> _TEXT DER SEITE_
------------------------

2. Die Abweisung der Klage begegnet auch nicht etwa deshalb rechtlichen
Bedenken, weil die Rechtsprechung nach den Grundsätzen des Verschuldens bei
Vertragsschluß eine Verantwortlichkeit bereits dann anerkennt, wenn eine
Partei auch nur fahrlässig einen zum Vertragsschluß führenden Irrtum der
anderen Partei veranlaßt hat (vgl. z.B. BGH, Urt. v. 07.02.1968 - VIII
ZR 139/66, NJW 1968, 985, 987; Urt. v. 26.09.1997 -
V ZR 29/96, NJW 1998, 302, 303 ff.) und die Vertragserfüllung dann
unter dem Gesichtspunkt eines Schadensersatzanspruchs verweigert werden kann
(vgl. z.B. BGH, Urt. v. 11.05.1979 - V ZR 75/78, NJW 1979, 1983 m.w.N.;
Urt. v. 26.09.1997 aaO). Denn ein solcher
Gegenanspruch kann gemäß § 254 BGB bei überwiegendem Mitverschulden des
Geschädigten entfallen. Ein solches einer Schadensersatzpflicht der
Beklagten entgegenstehendes eigenes Verschulden der Klägerin hat das
Landgericht ersichtlich mit seinen Hinweisen bejahen wollen, daß es
einerseits gerade im kaufmännischen Verkehr Sache jeder Partei sei, sich vor
Leistung einer rechtsverbindlichen Unterschrift erschöpfend vergewissert zu
haben, welche Wirkungen durch die Unterzeichnung hervorgerufen werden, und
daß andererseits der Inhalt des Angebots der Beklagten unschwer erkennbar
gewesen sei. Die Revision befaßt sich mit einem Schadensersatzanspruch aus
culpa in contrahendo nicht und erinnert gegen diese Bewertung des
beiderseitigen Verhaltens nichts.
3. Das angefochtene Urteil ist entgegen der insoweit erhobenen Rüge der
Revision ferner nicht deshalb rechtsfehlerhaft, weil es Ausführungen zu
einem Rücktrittsrecht der Klägerin nach § 13 a UWG a.F. nicht enthält.
Dieses Rücktrittsrecht setzt nicht nur eine zur Irreführung geeignete
Werbeangabe voraus; die Werbung muß - kumulativ - unwahr sein, also eine
oder mehrere Tatsachen unrichtig angeben oder verschweigen. Das
Berufungsgericht hat das für den Streitfall verneint. Die Revision legt
nicht dar, daß Gegenteiliges geltend gemacht gewesen sei. Besondere
Ausführungen zu § 13 a UWG a.F. erübrigten sich deshalb.

------------------------

> _ARBEITSANWEISUNGEN_
1 - Übertragen Sie den Satz „Das Berufungsgericht hat das für den Streitfall verneint.“ aus dem Seitentext ins Englische.
2 - Führen Sie den Text über die Revision im Anschluss an seinen letzten Satz fort.

------------------------

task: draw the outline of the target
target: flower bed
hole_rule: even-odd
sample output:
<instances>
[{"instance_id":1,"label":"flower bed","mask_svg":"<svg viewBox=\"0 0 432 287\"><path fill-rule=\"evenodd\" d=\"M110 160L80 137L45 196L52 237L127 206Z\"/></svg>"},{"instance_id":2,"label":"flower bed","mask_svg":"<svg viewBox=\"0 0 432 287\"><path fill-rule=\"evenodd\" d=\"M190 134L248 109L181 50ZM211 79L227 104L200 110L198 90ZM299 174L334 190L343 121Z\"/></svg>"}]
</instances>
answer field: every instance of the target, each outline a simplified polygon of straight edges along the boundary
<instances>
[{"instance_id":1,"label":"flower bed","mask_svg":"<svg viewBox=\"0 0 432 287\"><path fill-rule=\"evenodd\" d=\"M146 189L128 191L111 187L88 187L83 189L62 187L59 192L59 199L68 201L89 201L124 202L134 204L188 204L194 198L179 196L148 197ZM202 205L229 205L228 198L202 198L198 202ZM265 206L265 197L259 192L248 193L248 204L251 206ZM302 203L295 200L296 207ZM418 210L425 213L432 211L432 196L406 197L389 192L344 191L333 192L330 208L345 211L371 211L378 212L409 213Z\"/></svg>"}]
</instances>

------------------------

> _GEORDNETE LÖSUNGEN_
1 - The appellate court denied this for the case at issue.

2 -
4. Ein entscheidungserheblicher Rechtsfehler des angefochtenen Urteils
ergibt sich schließlich auch nicht daraus, daß das Berufungsgericht weder
auf die Regelung der Entgeltlichkeit des Grundeintrags noch auf die eine
Laufzeit von zwei Jahren beinhaltende Klausel in dem Angebotsschreiben der
Beklagten § 3 AGBG angewandt hat. Die Entgeltlichkeit hat das
Berufungsgericht nicht als überraschend angesehen, weil der
durchschnittliche Angebotsempfänger nicht damit rechne, auch nur den
Grundeintrag in das Online-Firmenverzeichnis der Beklagten kostenlos zu
erhalten. Gegen diese im Rahmen des § 286 ZPO mögliche Bewertung bringt die
Revision nichts vor. Was die Klausel über die Laufzeit des angebotenen
Vertrags anbelangt, hat das Berufungsgericht weder diese selbst noch ihre
Aufnahme in die auf der Rückseite abgedruckten Allgemeinen
Geschäftsbedingungen der Beklagten als ungewöhnlich angesehen. Mit dem
Hinweis, daß hierdurch sogenannte essentialia negotii nicht an versteckter
Stelle genannt seien, hat das Berufungsgericht insoweit auch eine Begründung
gegeben, so daß die Berufung der Revision auf § 547 Nr. 6 ZPO hier ebenfalls
von vornherein ins Leere geht. Soweit die Revision noch als übersehen rügt,
daß derjenige, dem ein jährlicher Preis für eine Leistung genannt werde,
grundsätzlich nicht damit rechne, daß die Mindestlaufzeit des Vertrags zwei
Jahre betrage, argumentiert sie damit, daß das nach § 13 a UWG a.F. neben
der Ungewöhnlichkeit der Klausel notwendige Überraschungsmoment im
Streitfall nicht fehle. Hierauf kommt es jedoch nicht an, wenn der
Tatrichter - wie hier das Berufungsgericht hinsichtlich der Laufzeit von
zwei Jahren - in Anwendung des § 286 ZPO bereits die Ungewöhnlichkeit der
Klausel verneint. Abgesehen davon kann die Frage, ob die Laufzeitklausel
Vertragsbestandteil geworden ist, sowohl hinsichtlich des auf § 123 Abs. 1
BGB bzw. § 13 a UWG a.F. gestützten Begehrens nach Feststellung der
Unwirksamkeit des Vertrags als auch hinsichtlich des nur das Entgelt für das
erste Vertragsjahr betreffenden Rückzahlungsbegehrens dahinstehen.
5. Die Kostenentscheidung folgt aus § 97 Abs. 1 ZPO.